## EXERCISE OBJECTIVE:
Where in the records does the word "roof" appear? Copy each line that holds it.
EXTRACTED RECORDS START
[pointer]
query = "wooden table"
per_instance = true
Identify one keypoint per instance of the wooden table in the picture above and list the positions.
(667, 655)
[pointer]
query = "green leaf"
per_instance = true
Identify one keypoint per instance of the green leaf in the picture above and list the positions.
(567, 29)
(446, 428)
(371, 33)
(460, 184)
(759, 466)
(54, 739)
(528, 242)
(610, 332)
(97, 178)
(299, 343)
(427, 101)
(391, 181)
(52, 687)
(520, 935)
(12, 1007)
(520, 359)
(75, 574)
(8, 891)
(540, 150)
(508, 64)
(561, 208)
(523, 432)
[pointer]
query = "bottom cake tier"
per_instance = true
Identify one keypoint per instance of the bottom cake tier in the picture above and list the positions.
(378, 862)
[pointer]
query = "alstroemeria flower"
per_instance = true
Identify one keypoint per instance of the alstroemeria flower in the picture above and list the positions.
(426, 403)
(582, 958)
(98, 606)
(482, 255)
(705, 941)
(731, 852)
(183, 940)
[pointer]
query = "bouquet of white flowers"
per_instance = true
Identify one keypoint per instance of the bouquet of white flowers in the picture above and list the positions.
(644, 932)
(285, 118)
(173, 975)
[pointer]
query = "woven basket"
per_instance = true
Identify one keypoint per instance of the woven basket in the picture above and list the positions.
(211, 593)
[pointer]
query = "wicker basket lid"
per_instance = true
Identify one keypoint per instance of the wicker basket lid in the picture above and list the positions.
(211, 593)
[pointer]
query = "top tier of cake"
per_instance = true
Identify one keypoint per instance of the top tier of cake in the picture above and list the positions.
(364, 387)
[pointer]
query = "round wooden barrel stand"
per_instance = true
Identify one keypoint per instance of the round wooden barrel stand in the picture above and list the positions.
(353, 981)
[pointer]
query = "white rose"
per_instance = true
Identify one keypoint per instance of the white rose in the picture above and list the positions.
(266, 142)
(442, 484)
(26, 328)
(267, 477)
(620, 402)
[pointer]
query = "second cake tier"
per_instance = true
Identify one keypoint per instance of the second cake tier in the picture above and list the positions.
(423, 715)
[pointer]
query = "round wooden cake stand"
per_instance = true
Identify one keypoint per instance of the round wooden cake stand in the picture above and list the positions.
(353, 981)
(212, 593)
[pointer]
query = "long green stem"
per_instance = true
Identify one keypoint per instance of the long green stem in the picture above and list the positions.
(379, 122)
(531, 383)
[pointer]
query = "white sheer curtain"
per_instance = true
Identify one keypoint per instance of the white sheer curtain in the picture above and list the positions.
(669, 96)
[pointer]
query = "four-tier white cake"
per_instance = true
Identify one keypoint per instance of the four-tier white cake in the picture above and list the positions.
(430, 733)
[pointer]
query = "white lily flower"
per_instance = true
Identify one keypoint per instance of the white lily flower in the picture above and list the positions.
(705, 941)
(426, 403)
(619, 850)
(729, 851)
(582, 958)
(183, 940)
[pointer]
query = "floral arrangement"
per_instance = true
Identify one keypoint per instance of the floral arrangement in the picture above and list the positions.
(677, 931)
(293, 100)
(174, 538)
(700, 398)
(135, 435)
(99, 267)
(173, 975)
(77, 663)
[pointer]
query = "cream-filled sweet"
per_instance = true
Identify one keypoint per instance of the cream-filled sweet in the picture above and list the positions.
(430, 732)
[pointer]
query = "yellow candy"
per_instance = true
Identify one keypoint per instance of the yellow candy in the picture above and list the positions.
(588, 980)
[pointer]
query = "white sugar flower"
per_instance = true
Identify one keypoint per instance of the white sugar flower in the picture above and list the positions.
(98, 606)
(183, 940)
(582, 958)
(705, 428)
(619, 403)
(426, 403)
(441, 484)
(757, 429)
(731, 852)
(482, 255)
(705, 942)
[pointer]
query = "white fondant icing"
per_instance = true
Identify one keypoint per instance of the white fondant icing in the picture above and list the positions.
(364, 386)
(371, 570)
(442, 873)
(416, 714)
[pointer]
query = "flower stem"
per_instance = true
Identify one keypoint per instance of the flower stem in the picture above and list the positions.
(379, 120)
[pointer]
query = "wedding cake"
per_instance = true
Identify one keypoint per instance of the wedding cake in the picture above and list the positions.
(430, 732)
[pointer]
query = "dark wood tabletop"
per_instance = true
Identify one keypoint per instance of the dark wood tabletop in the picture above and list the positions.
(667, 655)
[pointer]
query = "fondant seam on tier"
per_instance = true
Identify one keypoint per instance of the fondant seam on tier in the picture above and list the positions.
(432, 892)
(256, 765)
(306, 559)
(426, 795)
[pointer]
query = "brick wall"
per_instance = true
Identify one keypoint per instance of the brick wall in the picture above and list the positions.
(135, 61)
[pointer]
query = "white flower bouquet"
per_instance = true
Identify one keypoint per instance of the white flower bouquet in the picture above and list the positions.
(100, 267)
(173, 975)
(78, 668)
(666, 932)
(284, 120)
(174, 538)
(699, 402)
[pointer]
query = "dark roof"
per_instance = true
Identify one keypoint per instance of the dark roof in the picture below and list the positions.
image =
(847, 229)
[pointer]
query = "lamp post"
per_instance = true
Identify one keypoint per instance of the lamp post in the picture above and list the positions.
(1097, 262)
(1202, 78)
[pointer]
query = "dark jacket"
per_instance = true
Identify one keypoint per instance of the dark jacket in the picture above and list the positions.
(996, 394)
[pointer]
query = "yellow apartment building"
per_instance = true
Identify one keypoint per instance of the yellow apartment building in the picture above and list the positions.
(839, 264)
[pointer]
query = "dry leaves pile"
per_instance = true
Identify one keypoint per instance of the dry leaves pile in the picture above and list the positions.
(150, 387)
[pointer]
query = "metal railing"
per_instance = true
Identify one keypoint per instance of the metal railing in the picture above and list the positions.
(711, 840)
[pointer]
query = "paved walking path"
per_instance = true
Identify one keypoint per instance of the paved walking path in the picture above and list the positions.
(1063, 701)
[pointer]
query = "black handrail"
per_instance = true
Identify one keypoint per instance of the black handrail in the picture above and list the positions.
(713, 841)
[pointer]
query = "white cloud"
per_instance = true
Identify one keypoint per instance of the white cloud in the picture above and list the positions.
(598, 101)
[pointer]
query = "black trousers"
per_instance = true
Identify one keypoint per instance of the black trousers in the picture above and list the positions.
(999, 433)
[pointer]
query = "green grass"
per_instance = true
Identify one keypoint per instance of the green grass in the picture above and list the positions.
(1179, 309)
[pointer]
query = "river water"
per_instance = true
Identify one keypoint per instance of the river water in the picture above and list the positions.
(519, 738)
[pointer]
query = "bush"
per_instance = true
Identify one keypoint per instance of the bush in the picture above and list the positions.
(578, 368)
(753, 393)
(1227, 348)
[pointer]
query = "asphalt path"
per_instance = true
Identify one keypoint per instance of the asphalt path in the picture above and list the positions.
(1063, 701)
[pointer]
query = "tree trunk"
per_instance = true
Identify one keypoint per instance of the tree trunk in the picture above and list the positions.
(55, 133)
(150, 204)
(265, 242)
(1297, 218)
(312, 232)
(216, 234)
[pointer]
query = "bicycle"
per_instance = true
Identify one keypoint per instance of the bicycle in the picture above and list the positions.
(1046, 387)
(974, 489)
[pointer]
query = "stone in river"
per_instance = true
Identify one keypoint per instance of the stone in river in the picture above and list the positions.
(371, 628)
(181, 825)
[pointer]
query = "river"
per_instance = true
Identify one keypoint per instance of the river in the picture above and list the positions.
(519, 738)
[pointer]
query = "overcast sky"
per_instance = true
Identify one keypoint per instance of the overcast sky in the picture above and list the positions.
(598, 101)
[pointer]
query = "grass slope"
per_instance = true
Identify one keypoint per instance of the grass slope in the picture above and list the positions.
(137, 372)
EXTRACTED RECORDS END
## WRITTEN SOLUTION:
query = "dark roof"
Identify one keypoint per instance of the dark roof in the picture below and list the positions.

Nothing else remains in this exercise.